TASK DESCRIPTION: Report each line of the material below where the word "photo" can be found.

TASK MATERIAL:
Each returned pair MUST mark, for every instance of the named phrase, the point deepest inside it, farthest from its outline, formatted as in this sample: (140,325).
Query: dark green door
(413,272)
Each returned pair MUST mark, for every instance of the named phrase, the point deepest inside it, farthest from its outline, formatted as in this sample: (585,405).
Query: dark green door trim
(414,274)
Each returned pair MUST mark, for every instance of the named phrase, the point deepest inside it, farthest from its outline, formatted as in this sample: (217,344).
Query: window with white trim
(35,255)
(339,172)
==
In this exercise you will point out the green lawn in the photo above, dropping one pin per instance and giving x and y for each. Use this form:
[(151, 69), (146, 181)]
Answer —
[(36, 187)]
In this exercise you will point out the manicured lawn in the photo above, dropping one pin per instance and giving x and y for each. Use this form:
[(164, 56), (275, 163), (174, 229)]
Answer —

EXERCISE RESPONSE:
In this exercise you will point out the green lawn in the photo above, dropping one pin per instance and giving x and y for each. Use this form:
In this exercise you will point out the manicured lawn in the photo above, dropping one pin per instance and giving x and y for each. Use this form:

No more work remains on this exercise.